### YOUR GOAL
From the entries below, return only the lines starting at the one that contains "Target: long blonde hair" and ending at the one that contains "In this exercise you will pick out the grassy", exactly as they stand.

### DATA SECTION
BEGIN

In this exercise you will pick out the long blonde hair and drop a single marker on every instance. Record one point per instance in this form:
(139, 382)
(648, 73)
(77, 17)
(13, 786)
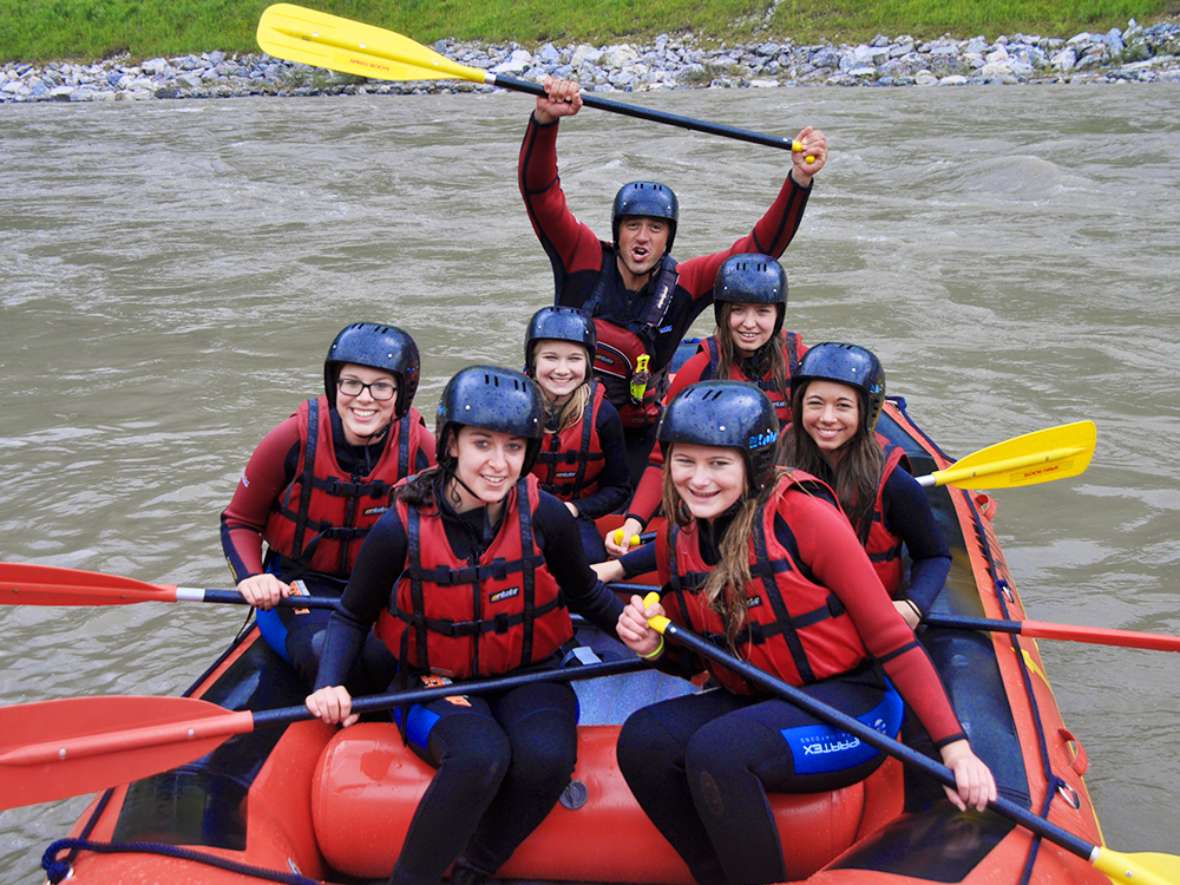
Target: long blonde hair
(725, 589)
(728, 355)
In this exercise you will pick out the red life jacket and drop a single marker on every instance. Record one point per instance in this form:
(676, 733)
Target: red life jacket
(779, 398)
(460, 620)
(569, 463)
(884, 548)
(320, 519)
(794, 628)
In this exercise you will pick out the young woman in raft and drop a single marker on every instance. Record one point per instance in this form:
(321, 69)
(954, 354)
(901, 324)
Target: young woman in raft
(766, 563)
(469, 576)
(837, 398)
(318, 482)
(582, 459)
(749, 301)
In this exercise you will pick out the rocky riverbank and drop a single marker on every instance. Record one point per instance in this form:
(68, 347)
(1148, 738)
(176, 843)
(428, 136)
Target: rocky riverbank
(1136, 54)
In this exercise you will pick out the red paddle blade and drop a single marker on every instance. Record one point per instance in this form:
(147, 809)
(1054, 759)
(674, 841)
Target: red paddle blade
(53, 749)
(28, 584)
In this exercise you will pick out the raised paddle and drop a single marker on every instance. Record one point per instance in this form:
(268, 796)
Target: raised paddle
(315, 38)
(1142, 867)
(53, 749)
(1040, 457)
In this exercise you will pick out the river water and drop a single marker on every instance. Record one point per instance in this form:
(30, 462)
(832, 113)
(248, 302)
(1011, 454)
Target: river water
(172, 273)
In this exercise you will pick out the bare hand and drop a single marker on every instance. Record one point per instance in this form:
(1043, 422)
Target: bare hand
(815, 148)
(562, 98)
(633, 627)
(618, 541)
(976, 786)
(263, 591)
(332, 705)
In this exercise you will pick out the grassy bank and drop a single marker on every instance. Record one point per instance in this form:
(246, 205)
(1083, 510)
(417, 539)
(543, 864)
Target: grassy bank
(89, 30)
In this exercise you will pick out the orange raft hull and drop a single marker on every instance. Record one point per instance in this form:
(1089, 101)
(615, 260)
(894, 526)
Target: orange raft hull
(302, 801)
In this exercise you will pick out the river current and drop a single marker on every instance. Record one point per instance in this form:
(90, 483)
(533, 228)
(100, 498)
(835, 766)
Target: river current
(172, 271)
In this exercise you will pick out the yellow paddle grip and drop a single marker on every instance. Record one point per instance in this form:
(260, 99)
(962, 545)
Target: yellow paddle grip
(659, 623)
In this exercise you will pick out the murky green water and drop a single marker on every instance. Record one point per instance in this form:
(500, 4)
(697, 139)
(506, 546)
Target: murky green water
(171, 274)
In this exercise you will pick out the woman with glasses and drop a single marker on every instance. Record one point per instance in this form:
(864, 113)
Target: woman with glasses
(318, 483)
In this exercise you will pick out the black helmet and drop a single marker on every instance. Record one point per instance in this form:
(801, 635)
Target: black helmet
(751, 279)
(847, 364)
(493, 399)
(731, 414)
(559, 323)
(648, 200)
(377, 346)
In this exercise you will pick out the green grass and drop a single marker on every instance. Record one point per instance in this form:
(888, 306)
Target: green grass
(43, 30)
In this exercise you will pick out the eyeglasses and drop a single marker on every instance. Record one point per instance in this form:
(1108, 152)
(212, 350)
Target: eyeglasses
(380, 391)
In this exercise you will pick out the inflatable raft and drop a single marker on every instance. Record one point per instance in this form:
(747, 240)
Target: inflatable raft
(306, 801)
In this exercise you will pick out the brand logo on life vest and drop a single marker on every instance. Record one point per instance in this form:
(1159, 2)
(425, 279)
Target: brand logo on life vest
(764, 439)
(502, 595)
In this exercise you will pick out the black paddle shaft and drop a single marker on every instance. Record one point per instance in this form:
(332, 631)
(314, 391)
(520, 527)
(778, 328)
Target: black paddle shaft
(672, 119)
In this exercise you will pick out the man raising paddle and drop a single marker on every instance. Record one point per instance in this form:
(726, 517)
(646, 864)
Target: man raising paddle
(642, 301)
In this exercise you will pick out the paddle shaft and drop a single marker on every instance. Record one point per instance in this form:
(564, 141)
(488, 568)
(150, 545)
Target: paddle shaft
(647, 113)
(870, 735)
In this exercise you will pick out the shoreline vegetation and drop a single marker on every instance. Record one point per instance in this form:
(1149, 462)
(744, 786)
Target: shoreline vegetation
(759, 47)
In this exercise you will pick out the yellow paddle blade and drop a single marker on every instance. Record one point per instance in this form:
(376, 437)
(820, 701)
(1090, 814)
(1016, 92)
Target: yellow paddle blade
(315, 38)
(1142, 867)
(1040, 457)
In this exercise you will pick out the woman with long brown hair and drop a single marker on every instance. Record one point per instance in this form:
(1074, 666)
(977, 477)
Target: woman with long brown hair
(764, 562)
(749, 303)
(837, 397)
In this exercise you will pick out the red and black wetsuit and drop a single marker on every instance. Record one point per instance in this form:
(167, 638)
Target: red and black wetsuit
(701, 765)
(503, 759)
(276, 466)
(587, 276)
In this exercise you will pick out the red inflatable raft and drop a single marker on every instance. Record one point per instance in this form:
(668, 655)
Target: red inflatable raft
(308, 802)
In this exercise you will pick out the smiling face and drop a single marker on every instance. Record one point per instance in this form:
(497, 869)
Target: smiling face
(831, 415)
(751, 326)
(559, 367)
(362, 415)
(642, 242)
(487, 463)
(707, 478)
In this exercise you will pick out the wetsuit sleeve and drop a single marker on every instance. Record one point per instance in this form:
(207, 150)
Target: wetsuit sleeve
(908, 515)
(647, 496)
(571, 246)
(379, 564)
(771, 235)
(565, 561)
(615, 480)
(638, 561)
(426, 454)
(830, 548)
(268, 472)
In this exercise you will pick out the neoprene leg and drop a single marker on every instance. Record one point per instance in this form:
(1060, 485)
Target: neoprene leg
(541, 722)
(472, 755)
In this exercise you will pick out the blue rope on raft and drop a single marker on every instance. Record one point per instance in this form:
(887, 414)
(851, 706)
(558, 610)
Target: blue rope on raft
(58, 870)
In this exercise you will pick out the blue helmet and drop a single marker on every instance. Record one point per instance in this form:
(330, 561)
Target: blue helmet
(751, 279)
(377, 346)
(493, 399)
(729, 414)
(559, 323)
(850, 365)
(648, 200)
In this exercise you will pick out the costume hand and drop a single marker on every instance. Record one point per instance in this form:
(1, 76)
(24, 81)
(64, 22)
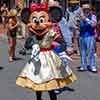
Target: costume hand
(83, 17)
(99, 38)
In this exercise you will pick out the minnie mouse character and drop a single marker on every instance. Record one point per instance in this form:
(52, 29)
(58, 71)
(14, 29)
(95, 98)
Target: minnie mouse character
(44, 71)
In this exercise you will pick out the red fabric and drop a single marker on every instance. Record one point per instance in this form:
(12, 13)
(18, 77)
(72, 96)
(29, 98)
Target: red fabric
(95, 33)
(45, 49)
(34, 6)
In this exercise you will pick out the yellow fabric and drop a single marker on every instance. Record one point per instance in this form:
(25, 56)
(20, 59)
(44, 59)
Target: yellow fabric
(51, 85)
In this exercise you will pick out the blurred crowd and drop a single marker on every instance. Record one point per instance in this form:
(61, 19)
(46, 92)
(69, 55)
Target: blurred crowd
(80, 25)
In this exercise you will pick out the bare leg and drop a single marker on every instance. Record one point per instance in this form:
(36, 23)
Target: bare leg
(52, 95)
(39, 95)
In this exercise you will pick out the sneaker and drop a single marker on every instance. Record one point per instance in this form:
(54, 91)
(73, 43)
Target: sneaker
(10, 59)
(81, 69)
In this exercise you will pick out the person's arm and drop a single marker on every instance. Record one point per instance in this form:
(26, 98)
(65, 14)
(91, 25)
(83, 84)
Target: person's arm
(11, 27)
(93, 21)
(67, 34)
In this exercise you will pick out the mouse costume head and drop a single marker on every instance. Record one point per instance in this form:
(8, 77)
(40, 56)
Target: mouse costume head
(37, 18)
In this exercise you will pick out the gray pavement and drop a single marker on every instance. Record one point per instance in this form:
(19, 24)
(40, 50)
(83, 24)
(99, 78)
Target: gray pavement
(87, 86)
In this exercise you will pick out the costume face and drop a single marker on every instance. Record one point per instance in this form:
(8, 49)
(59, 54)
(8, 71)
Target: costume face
(40, 22)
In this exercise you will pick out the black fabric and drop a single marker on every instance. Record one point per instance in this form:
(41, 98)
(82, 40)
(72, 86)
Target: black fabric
(51, 94)
(55, 13)
(29, 42)
(25, 15)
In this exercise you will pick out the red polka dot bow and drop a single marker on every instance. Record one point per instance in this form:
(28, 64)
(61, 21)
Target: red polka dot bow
(34, 6)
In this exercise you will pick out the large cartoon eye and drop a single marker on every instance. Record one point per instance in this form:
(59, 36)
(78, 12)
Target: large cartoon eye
(34, 19)
(42, 20)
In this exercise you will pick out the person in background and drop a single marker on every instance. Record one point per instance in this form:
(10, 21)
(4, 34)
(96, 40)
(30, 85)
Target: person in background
(4, 13)
(87, 40)
(57, 14)
(12, 28)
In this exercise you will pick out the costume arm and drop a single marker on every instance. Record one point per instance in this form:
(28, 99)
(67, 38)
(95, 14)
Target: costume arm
(93, 21)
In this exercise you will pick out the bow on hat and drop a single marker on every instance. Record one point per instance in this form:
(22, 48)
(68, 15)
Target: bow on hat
(34, 6)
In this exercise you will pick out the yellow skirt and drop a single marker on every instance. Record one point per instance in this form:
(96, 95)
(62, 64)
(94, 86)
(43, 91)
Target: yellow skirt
(50, 85)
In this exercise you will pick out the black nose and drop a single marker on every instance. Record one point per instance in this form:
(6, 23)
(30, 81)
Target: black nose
(37, 22)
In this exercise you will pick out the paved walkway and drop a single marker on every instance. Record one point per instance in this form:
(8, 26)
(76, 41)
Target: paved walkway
(87, 86)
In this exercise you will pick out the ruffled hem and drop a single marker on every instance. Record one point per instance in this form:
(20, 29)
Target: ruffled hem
(51, 85)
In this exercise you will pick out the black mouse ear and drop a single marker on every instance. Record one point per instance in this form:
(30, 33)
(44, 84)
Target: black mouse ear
(25, 14)
(55, 13)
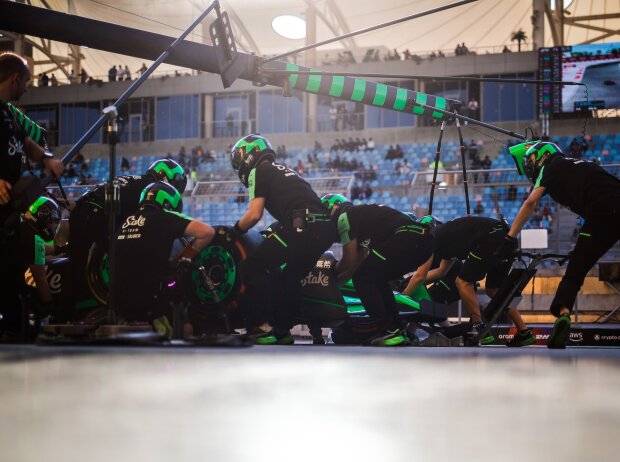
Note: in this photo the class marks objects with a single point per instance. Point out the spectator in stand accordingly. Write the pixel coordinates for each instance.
(229, 125)
(511, 194)
(370, 146)
(399, 152)
(355, 192)
(333, 117)
(350, 145)
(406, 168)
(112, 74)
(194, 177)
(547, 213)
(343, 115)
(486, 165)
(472, 150)
(479, 209)
(366, 192)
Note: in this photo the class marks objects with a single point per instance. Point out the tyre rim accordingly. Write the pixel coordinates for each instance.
(221, 269)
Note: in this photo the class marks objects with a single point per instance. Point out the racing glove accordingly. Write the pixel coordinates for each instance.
(508, 247)
(234, 233)
(185, 264)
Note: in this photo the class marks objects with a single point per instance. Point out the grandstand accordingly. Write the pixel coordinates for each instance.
(219, 199)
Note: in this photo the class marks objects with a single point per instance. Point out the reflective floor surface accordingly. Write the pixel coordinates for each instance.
(308, 403)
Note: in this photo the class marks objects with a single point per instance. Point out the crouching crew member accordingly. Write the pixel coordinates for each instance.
(380, 244)
(88, 222)
(15, 144)
(144, 243)
(587, 190)
(306, 233)
(474, 240)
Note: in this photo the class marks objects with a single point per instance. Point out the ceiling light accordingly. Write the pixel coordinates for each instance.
(291, 27)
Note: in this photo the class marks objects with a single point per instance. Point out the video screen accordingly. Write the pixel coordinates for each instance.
(596, 65)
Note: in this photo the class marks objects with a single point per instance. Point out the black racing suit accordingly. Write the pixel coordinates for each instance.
(89, 224)
(397, 245)
(12, 138)
(594, 194)
(474, 240)
(306, 232)
(143, 245)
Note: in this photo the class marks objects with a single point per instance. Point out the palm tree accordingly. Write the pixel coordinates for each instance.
(519, 36)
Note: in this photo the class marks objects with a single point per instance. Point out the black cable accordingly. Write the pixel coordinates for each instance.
(370, 29)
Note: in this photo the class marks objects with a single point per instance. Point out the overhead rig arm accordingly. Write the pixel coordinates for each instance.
(359, 90)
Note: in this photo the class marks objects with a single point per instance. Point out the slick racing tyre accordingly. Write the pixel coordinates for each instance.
(223, 261)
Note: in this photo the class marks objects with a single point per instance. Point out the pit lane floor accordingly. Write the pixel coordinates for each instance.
(308, 403)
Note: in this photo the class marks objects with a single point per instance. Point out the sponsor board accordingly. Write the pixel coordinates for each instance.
(579, 336)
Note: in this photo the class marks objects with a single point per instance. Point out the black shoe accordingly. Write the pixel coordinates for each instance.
(522, 338)
(559, 335)
(261, 337)
(283, 337)
(476, 328)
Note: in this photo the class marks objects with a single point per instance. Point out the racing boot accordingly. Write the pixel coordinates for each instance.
(522, 338)
(389, 337)
(559, 335)
(475, 329)
(283, 337)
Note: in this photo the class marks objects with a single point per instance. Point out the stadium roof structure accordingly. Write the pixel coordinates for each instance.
(485, 26)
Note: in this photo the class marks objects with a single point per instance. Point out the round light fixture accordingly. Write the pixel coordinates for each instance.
(291, 27)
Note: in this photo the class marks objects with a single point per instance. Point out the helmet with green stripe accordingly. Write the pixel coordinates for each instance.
(247, 153)
(162, 195)
(169, 171)
(431, 222)
(336, 204)
(43, 216)
(531, 155)
(332, 200)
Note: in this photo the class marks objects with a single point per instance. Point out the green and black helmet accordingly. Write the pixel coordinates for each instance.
(44, 218)
(331, 200)
(162, 195)
(336, 204)
(531, 155)
(431, 222)
(169, 171)
(247, 153)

END

### RESULT
Target: long blonde hair
(725, 589)
(728, 355)
In this exercise you will pick out the red life jacket and drop a single marker on every instance. Record one point per instance in this form:
(676, 733)
Target: red life jacket
(779, 398)
(460, 620)
(569, 463)
(884, 548)
(320, 519)
(794, 628)
In this exercise you will pick out the young woman in raft and drop a single marker on every instance. Record one point per instance in this form:
(321, 69)
(954, 354)
(901, 324)
Target: young woman in raft
(766, 563)
(469, 576)
(837, 398)
(318, 482)
(582, 459)
(749, 301)
In this exercise you will pick out the rocky riverbank and drop a single marker on every instance. Record one point per instance in this form:
(68, 347)
(1148, 738)
(176, 843)
(428, 136)
Target: rocky riverbank
(1136, 54)
In this exercise you will pick out the red paddle blade and drop a single marker on every instance. Record one point per instance in this form:
(147, 809)
(1054, 759)
(674, 841)
Target: red paddle blade
(53, 749)
(28, 584)
In this exercise you will pick out the raised paddle and drop a single marker on every instance. Record one point per instance in this form:
(268, 796)
Target: raised paddle
(315, 38)
(1142, 867)
(53, 749)
(1040, 457)
In this exercise you will pick out the river water and drop a single marker on every instance. Record one point per instance in this form:
(30, 462)
(832, 113)
(248, 302)
(1011, 454)
Target: river water
(172, 273)
In this exercise you will pick out the bare hand and drop a single marker on every instance. Record one point per instance in this form:
(1043, 422)
Target: bare hand
(815, 148)
(562, 98)
(633, 627)
(618, 541)
(976, 786)
(263, 591)
(332, 705)
In this exercise you will pick out the grassy bank and drop a single marker on every instance. Record one point per instance in this form:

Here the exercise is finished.